**Required tasks:**
1. In the blog text below, which book does the blog's author say he plans to review after his next post?
2. Pick up the blog text on Western politics and scientism below where it stops, and carry it on.

**Source text:**
** Start **

So what of our future? Will we collapse into tyranny, as Plato predicted, or backtrack into oligarchy? Either way, the future of Western politics looks grim: continue our gradual descent into incompetence and relative poverty, or maybe a sharp crash into tyranny or anarchy.

The only solution I can see is the promotion and cultivation of the traditional virtues. But which party has that at the forefront of its manifesto?



Relationships Bill


Reader Comments:

1. Red
Posted at 17:10:52 Friday March 15 2019

Very Interesting.

I am reminded of this blog post I once read.

http://www.untrammeledmind.com/2014/07/democracy-doesnt-exist/

I thought this blog was only for Science or Science related philosophy or Theology.I was looking to discuss Scientism sometime, can I do that here?

2. Nigel Cundy
Posted at 17:39:41 Saturday March 16 2019

Reply to Red

Actually, this blog is for whatever I feel like writing on. That will primarily be Science and its relationship to Philosophy/Theology, since that is what interests me the most, but occasionally I just feel the need to rant about something (including political theory, which I am more ignorant of). In this case, the incompetence of the UK parliament and prime minister. My next post might also be another off-topic rant (or might not; I'm yet to start writing it, but another thing coming up which I feel strongly about). After that, I intend to launch into a review of Krauss' Universe from Nothing, which is a bit more on-topic.

Feel free to discuss scientism here; that's very much related to my main topic.

3. Red
Posted at 19:00:03 Sunday March 17 2019



So what do you think of different types of defenses of scientism one often reads. Assuming scientism is the view that science is only source of knowledge or a little modestly it is the best source of knowledge, it should guide our metaphysical views, the ones closer to what scientists think being more likely to be true.

Like a lot of times one find this point made in response to any criticism of scientism that, which are usually that it lacks sufficient justification , even based on its own criteria that its just quite plain that science rules because its "useful" it "works" then all the examples like Laptops,tablets,airplanes etc are thrown in.

And its not just always scientism proper that is defended this way, for example in a talk Ed Feser was giving on Laws of nature. A response he got was to his criticism of Regularity theory was just that, whatever its explanatory deficiencies are its "useful".

https://edwardfeser.blogspot.com/2018/07/laws-of-nature-at-fermilab.html

Now what I intend to ask is do science really works this way? Is primary concern of scientific theorizing creating "useful" things? What I think is that science primarily exists to describe or explain the nature of things to us and how the world works.

What do you think about this sort of defense of scientism, to point out that its so very useful, does it successfully answer main concerns for it?

And do you think the so called 'weak' scientism actually interesting and avoid same criticisms?

** End **

**Data segment:**
** Start **

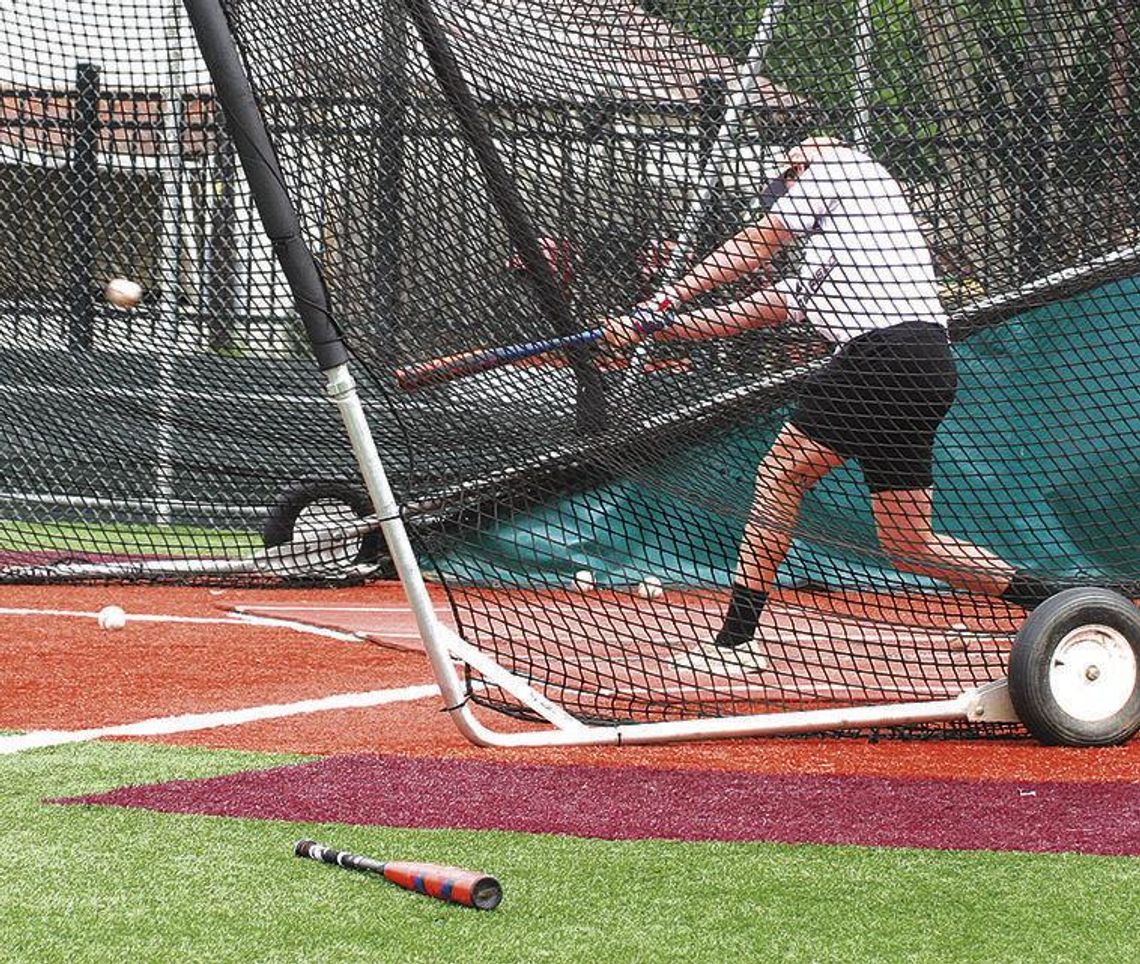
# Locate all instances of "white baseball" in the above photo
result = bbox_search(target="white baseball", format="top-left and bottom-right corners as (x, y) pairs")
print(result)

** End **

**Responses to the exercise:**
1. Krauss' Universe from Nothing.

2.
4. Dominik Kowalski
Posted at 18:47:46 Monday March 18 2019

Article from a reader

Dr. Cundy,

I recently ordered your book and so far I enjoy it, although I will probably need a lot longer to finish it, than any other book.

A reader on Feser´s blog was concerned if the following results could be a refutation of the Aristotelian-Thomistic view on causality. I personally don´t think it threatens the principle of act and potency at all, but maybe you are willing to give your opinion, since you are certainly more qualified to comment.

http://advances.sciencemag.org/content/2/8/e1600162

Thanks and bless you!

Dominik Kowalski

5. Nigel Cundy
Posted at 23:27:46 Thursday March 21 2019

Response to Red

For the purpose of this answer, I will define science as an understanding of the physical universe based around a (in the most fundamental sciences mathematical) description of the universe validated by experimental or observational testing.

Scientism can be defined as the belief that a scientific understanding either does not need or at least it is know of any further explanation underlying science. The physical universe, as described by science, is either all there is or all we can know about. The only form of knowledge available to us is scientific knowledge.

A non-scientism belief is that that scientific theory is incomplete, and that we can know at least something about whatever else we need alongside science to gain a complete understanding of reality. For example an non-scientism belief might be one that states that scientific theory has a non-physical justification. For example, I would define scientific law as a description of how God sustains the universe in the absence of any special circumstances (i.e. excluding a personal interaction leading to a miracle). This is a non-scientism belief because it states that scientific theory is explained by something beyond the scope of mathematical models, namely God.

Note that both scientism and non-scientism beliefs are (or can be) in complete agreement about the content of scientific law, and any conclusions that can be deduced from scientific law.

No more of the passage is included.